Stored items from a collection

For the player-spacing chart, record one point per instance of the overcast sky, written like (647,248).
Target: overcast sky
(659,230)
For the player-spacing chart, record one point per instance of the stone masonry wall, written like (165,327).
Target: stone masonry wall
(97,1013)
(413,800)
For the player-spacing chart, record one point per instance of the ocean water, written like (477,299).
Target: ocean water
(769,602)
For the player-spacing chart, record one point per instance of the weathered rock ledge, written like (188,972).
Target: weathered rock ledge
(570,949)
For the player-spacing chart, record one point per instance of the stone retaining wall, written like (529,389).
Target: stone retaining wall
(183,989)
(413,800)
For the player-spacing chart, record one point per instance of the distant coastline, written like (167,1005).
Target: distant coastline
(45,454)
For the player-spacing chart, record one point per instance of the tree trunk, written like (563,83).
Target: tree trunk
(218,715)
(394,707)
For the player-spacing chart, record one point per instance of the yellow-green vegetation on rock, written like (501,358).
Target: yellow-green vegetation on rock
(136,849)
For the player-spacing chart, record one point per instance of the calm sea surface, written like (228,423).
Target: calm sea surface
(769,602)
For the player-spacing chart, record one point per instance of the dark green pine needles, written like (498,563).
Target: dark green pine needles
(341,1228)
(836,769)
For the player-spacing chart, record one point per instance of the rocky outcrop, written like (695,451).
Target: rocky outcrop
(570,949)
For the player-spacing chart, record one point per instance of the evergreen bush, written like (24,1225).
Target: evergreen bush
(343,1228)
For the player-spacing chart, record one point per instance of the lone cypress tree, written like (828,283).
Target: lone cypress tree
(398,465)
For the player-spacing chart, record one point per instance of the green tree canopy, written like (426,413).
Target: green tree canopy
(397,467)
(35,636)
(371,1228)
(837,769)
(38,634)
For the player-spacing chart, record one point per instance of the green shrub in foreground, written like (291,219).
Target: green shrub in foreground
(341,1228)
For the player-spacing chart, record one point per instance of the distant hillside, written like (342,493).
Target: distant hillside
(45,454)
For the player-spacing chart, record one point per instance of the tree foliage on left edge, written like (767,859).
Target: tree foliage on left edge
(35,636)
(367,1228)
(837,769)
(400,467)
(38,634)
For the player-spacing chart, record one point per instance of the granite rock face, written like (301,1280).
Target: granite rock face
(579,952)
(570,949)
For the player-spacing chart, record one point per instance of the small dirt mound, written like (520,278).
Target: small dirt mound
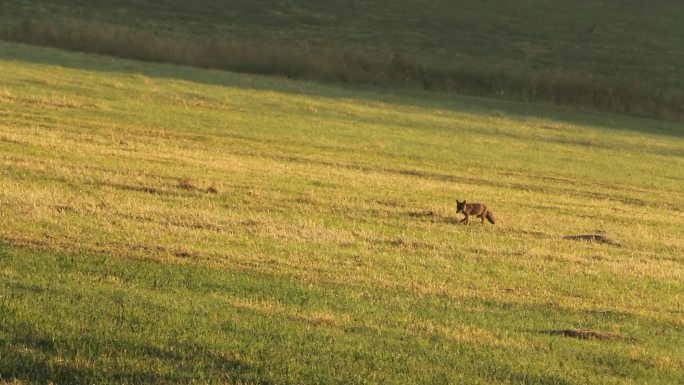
* * *
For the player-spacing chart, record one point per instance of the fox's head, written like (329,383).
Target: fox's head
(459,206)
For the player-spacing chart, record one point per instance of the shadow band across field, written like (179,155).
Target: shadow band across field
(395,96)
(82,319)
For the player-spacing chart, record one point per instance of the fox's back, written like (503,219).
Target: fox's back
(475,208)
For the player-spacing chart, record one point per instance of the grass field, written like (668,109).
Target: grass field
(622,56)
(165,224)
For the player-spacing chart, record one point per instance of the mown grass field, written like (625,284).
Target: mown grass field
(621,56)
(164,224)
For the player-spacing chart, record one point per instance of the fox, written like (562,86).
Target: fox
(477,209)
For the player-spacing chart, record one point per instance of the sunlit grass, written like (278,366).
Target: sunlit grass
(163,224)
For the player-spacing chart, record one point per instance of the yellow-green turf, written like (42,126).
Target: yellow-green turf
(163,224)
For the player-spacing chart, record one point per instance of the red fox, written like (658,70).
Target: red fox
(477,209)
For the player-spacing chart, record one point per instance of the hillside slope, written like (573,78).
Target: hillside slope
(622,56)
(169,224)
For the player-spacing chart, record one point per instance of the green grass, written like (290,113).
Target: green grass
---
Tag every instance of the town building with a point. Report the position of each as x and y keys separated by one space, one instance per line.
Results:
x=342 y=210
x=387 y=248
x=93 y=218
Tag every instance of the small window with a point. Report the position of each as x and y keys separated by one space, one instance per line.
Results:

• **Exercise prompt**:
All lines above between those holding "written like (301,1280)." and "Target: small dirt mound", inclusive, must be set down unchanged, and no other line may be included.

• **Reply to the exercise**:
For the player-spacing chart, record one point per instance of the granite rock face, written like (301,1280).
Target: granite rock face
(579,952)
(570,949)
For the player-spacing chart, record one point per instance of the small dirt mound, written like (520,278).
Target: small dirt mound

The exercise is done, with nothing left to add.